:: Information provided ::
◇ ◇ ◇ ◇ ◇

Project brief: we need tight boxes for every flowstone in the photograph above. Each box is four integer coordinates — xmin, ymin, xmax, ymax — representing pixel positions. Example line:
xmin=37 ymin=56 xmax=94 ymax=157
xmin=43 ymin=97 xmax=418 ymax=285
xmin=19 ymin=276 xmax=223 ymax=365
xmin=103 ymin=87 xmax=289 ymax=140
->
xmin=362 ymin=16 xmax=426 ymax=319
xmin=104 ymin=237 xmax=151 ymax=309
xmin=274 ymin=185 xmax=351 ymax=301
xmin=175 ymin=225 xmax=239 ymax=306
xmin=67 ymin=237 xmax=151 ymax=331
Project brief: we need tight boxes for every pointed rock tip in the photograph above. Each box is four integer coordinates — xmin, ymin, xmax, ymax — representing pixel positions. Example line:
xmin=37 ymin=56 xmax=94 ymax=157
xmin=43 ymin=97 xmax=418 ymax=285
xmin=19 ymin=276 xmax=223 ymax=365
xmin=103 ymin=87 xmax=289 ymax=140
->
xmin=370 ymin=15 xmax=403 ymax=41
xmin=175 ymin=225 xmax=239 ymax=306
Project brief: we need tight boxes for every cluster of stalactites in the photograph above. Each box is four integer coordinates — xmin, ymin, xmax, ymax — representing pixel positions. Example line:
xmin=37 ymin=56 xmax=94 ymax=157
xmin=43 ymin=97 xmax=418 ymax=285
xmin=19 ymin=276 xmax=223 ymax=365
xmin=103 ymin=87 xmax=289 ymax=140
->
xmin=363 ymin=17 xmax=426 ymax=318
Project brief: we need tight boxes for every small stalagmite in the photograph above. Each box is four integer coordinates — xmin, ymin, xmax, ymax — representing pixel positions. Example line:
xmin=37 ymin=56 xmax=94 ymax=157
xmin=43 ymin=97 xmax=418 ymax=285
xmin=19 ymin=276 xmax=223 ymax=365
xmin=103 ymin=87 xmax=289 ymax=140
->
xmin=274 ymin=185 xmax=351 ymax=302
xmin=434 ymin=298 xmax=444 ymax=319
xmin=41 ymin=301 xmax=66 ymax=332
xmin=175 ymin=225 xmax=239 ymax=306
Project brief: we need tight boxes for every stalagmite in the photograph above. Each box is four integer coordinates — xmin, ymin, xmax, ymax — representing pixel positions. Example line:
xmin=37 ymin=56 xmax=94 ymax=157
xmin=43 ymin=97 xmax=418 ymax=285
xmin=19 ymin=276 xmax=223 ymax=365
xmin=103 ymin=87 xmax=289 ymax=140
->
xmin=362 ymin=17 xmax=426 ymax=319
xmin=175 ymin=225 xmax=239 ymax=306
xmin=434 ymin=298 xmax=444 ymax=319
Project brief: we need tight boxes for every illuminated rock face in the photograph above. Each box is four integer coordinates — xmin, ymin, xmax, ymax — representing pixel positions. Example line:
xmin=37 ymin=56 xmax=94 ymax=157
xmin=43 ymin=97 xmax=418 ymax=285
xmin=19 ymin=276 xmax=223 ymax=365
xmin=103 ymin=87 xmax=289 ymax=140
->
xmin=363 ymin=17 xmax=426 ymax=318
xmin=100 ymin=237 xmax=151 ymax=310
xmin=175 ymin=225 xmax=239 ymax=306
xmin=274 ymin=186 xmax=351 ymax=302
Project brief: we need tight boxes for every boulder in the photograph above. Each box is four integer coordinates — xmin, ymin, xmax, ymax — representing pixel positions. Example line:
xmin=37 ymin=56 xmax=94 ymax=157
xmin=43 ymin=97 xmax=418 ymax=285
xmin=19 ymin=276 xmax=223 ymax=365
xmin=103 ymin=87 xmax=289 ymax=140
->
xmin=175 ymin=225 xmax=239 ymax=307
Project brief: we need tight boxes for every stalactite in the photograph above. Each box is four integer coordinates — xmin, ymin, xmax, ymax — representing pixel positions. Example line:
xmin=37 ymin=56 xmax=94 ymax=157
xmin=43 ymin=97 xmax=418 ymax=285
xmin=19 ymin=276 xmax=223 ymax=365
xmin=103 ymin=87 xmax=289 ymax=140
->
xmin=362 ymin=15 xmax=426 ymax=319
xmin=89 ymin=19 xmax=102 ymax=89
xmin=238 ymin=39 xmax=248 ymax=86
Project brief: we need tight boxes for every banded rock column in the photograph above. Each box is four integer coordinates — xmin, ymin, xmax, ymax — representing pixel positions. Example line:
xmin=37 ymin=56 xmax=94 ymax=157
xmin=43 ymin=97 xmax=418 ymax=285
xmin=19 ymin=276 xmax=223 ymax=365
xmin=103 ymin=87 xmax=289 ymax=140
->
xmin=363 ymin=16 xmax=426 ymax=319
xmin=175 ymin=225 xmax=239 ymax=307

◇ ◇ ◇ ◇ ◇

:: Written instruction ::
Convert every line of all the records above into a single numbered list, leaving out any blank lines.

:: Reply to the task ::
1. Project brief: we need tight boxes for every flowstone in the photograph above. Each box is four integer coordinates — xmin, ymin, xmax, ymax — representing pixel positions. Example line:
2. xmin=37 ymin=56 xmax=94 ymax=157
3. xmin=43 ymin=97 xmax=418 ymax=285
4. xmin=19 ymin=276 xmax=223 ymax=365
5. xmin=103 ymin=87 xmax=289 ymax=140
6. ->
7. xmin=362 ymin=16 xmax=426 ymax=319
8. xmin=104 ymin=237 xmax=151 ymax=309
9. xmin=274 ymin=185 xmax=351 ymax=301
10. xmin=175 ymin=225 xmax=239 ymax=306
11. xmin=67 ymin=237 xmax=151 ymax=331
12. Project brief: we need tight boxes for every pointed rock tip in the photograph above. Each box is four integer coordinates — xmin, ymin, xmax, ymax — representing pixel positions. Example line:
13. xmin=37 ymin=56 xmax=94 ymax=157
14. xmin=43 ymin=97 xmax=418 ymax=285
15. xmin=19 ymin=276 xmax=223 ymax=365
16. xmin=103 ymin=87 xmax=289 ymax=140
17. ->
18. xmin=370 ymin=15 xmax=403 ymax=41
19. xmin=175 ymin=225 xmax=239 ymax=306
20. Project brief: we need tight boxes for every cluster of stalactites in the photograph above. Each box is four integer coordinates — xmin, ymin, xmax, ymax — representing pixel positions. Example line:
21. xmin=37 ymin=56 xmax=94 ymax=157
22. xmin=43 ymin=97 xmax=418 ymax=285
23. xmin=19 ymin=276 xmax=223 ymax=365
24. xmin=103 ymin=87 xmax=289 ymax=140
25. ->
26. xmin=363 ymin=17 xmax=426 ymax=318
27. Project brief: we need tight boxes for every small stalagmite in the photograph above. Each box is four integer coordinates — xmin, ymin, xmax, ymax — representing pixel positions. Example line:
28. xmin=37 ymin=56 xmax=94 ymax=157
29. xmin=43 ymin=97 xmax=418 ymax=285
30. xmin=19 ymin=276 xmax=223 ymax=365
31. xmin=103 ymin=87 xmax=289 ymax=140
32. ->
33. xmin=274 ymin=185 xmax=351 ymax=302
34. xmin=434 ymin=298 xmax=444 ymax=319
35. xmin=41 ymin=301 xmax=66 ymax=332
36. xmin=175 ymin=225 xmax=239 ymax=306
37. Project brief: we need tight boxes for every stalagmite in the photograph above. Each box is four integer coordinates — xmin, ymin, xmax, ymax — representing pixel positions. Example line:
38. xmin=37 ymin=56 xmax=94 ymax=157
39. xmin=43 ymin=97 xmax=418 ymax=285
40. xmin=19 ymin=276 xmax=223 ymax=365
41. xmin=103 ymin=87 xmax=289 ymax=140
42. ->
43. xmin=362 ymin=17 xmax=426 ymax=319
44. xmin=175 ymin=225 xmax=239 ymax=306
45. xmin=434 ymin=298 xmax=444 ymax=319
46. Project brief: we need tight boxes for every illuminated rock face in the photograph above. Each box is four integer coordinates — xmin, ymin, xmax, ymax — representing pixel positions. Example line:
47. xmin=37 ymin=56 xmax=94 ymax=157
48. xmin=43 ymin=97 xmax=418 ymax=285
49. xmin=19 ymin=276 xmax=223 ymax=365
50. xmin=103 ymin=87 xmax=289 ymax=140
51. ->
52. xmin=363 ymin=17 xmax=426 ymax=318
53. xmin=100 ymin=237 xmax=151 ymax=310
54. xmin=175 ymin=225 xmax=239 ymax=306
55. xmin=274 ymin=186 xmax=351 ymax=302
56. Project brief: we need tight boxes for every boulder in the photograph above. Each box is four integer coordinates — xmin, ymin, xmax, ymax — representing pixel positions. Example line:
57. xmin=37 ymin=56 xmax=94 ymax=157
58. xmin=43 ymin=97 xmax=418 ymax=285
59. xmin=19 ymin=276 xmax=223 ymax=365
60. xmin=103 ymin=87 xmax=289 ymax=140
61. ->
62. xmin=175 ymin=225 xmax=239 ymax=307
63. Project brief: we need tight boxes for every stalactite in the photograph above. Each box is four integer coordinates — xmin, ymin, xmax, ymax — representing pixel positions. Example line:
64. xmin=37 ymin=56 xmax=94 ymax=157
65. xmin=43 ymin=97 xmax=418 ymax=285
66. xmin=19 ymin=276 xmax=223 ymax=365
67. xmin=103 ymin=87 xmax=289 ymax=140
68. ->
69. xmin=362 ymin=15 xmax=426 ymax=319
70. xmin=89 ymin=19 xmax=102 ymax=89
71. xmin=238 ymin=39 xmax=248 ymax=86
72. Project brief: we need tight boxes for every banded rock column in the photograph above. Each box is four integer coordinates — xmin, ymin, xmax, ymax — representing pixel positions. Example line:
73. xmin=37 ymin=56 xmax=94 ymax=157
74. xmin=43 ymin=97 xmax=418 ymax=285
75. xmin=19 ymin=276 xmax=223 ymax=365
76. xmin=103 ymin=87 xmax=289 ymax=140
77. ->
78. xmin=363 ymin=16 xmax=426 ymax=319
79. xmin=175 ymin=225 xmax=239 ymax=307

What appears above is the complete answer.